╔══

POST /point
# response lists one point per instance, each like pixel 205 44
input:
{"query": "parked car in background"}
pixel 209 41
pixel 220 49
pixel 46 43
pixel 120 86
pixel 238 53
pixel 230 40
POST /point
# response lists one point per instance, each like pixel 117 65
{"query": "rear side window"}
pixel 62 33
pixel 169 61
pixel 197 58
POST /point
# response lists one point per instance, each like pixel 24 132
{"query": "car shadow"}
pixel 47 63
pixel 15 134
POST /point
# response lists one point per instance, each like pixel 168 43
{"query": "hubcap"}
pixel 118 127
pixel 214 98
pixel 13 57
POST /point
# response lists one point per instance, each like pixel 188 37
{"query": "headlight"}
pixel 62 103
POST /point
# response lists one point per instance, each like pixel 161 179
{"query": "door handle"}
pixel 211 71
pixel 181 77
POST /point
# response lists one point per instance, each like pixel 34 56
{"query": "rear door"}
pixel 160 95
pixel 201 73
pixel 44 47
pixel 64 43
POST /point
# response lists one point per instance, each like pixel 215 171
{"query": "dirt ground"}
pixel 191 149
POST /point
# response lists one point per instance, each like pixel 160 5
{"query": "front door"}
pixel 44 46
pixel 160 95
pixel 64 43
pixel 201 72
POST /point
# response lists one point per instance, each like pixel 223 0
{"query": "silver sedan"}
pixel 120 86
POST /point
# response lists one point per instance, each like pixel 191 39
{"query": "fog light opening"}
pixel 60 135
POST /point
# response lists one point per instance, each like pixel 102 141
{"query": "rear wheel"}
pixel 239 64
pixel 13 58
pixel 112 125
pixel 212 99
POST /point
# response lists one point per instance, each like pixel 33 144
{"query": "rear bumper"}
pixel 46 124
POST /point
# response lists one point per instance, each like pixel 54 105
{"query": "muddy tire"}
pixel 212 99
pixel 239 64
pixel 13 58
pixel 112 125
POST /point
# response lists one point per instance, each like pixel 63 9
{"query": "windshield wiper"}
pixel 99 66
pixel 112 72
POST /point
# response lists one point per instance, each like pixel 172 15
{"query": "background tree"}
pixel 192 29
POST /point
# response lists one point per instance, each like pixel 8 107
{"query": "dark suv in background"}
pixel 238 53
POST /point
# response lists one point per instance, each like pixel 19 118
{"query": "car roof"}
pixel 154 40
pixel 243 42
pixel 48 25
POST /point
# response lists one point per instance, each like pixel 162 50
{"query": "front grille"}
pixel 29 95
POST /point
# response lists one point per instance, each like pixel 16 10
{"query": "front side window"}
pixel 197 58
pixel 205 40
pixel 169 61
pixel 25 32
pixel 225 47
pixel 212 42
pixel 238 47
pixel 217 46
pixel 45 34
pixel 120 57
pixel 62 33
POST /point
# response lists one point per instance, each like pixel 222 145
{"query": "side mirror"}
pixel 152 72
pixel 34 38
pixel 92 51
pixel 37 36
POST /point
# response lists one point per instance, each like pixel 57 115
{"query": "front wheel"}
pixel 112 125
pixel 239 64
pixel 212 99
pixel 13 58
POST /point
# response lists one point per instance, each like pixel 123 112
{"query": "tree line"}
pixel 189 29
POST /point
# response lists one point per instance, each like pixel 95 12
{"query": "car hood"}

╚══

Swap "hubcap" for "wheel cover" throughout all of the lines above, and give them again with nothing else changed.

*Result of this task:*
POST /point
# response lists one point per instance, each like pixel 205 44
input:
{"query": "parked car in background"}
pixel 209 41
pixel 220 49
pixel 46 43
pixel 120 86
pixel 238 53
pixel 230 40
POST /point
# response lists one point per instance, each like pixel 117 65
{"query": "rear side window"}
pixel 62 33
pixel 169 61
pixel 197 58
POST /point
# response lists one point per instance, each like pixel 24 132
{"query": "car shadow"}
pixel 47 63
pixel 15 134
POST /point
# response lists one point per instance, each like pixel 168 43
{"query": "wheel cover"}
pixel 118 127
pixel 214 98
pixel 13 57
POST /point
# response lists one point per instance, each like pixel 188 37
{"query": "headlight"}
pixel 62 103
POST /point
# response lists one point per instance, each like pixel 161 179
{"query": "door handle"}
pixel 211 71
pixel 181 77
POST /point
# response lists one point per instance, each like pixel 34 56
{"query": "rear door"}
pixel 160 95
pixel 201 73
pixel 44 47
pixel 64 43
POST /point
# response lists one point per instance, each like pixel 215 171
{"query": "dirt ground"}
pixel 191 149
POST /point
# response lists one point per instance, each like pixel 160 5
{"query": "front door"}
pixel 44 46
pixel 160 95
pixel 64 43
pixel 201 72
POST /point
# response lists one point per instance, each like pixel 223 0
{"query": "silver sedan"}
pixel 120 86
POST /point
# response lists one point per instance, each like pixel 191 39
{"query": "fog light opening"}
pixel 60 135
POST /point
# response lists one point per instance, each like pixel 102 141
{"query": "rear wheel"}
pixel 239 64
pixel 13 58
pixel 112 125
pixel 212 99
POST /point
# response lists one point per instance, each like pixel 33 144
{"query": "rear bumper"}
pixel 46 124
POST /point
# response lists one point per instance, each like pixel 54 105
{"query": "muddy tire"}
pixel 212 99
pixel 239 64
pixel 13 58
pixel 112 125
POST /point
# response lists one point per instance, each like pixel 63 9
{"query": "windshield wiper"}
pixel 99 66
pixel 112 72
POST /point
# response lists one point per instance, each like pixel 172 15
{"query": "background tree"}
pixel 192 29
POST /point
# response lists one point per instance, each like pixel 8 107
{"query": "dark suv in background"}
pixel 238 53
POST /point
# response lists one point per instance, each like pixel 19 118
{"query": "car roof"}
pixel 154 40
pixel 243 42
pixel 48 25
POST /point
# response lists one point per instance, each like pixel 162 50
{"query": "front grille"}
pixel 29 95
POST /point
# response lists one point per instance, each like pixel 16 10
{"query": "front side window"}
pixel 197 58
pixel 205 40
pixel 169 61
pixel 25 32
pixel 225 47
pixel 212 42
pixel 238 47
pixel 217 46
pixel 45 34
pixel 120 57
pixel 62 33
POST /point
# response lists one point per instance, each like pixel 222 145
{"query": "side mirror"}
pixel 152 72
pixel 34 38
pixel 92 51
pixel 37 36
POST /point
# response lists one point per instance, each like pixel 57 115
{"query": "front wheel"}
pixel 112 125
pixel 239 64
pixel 212 99
pixel 13 58
POST /point
# response lists one point per instance, each like pixel 123 112
{"query": "tree line"}
pixel 189 29
POST /point
# response lists one point per instance, each like pixel 95 12
{"query": "car hood"}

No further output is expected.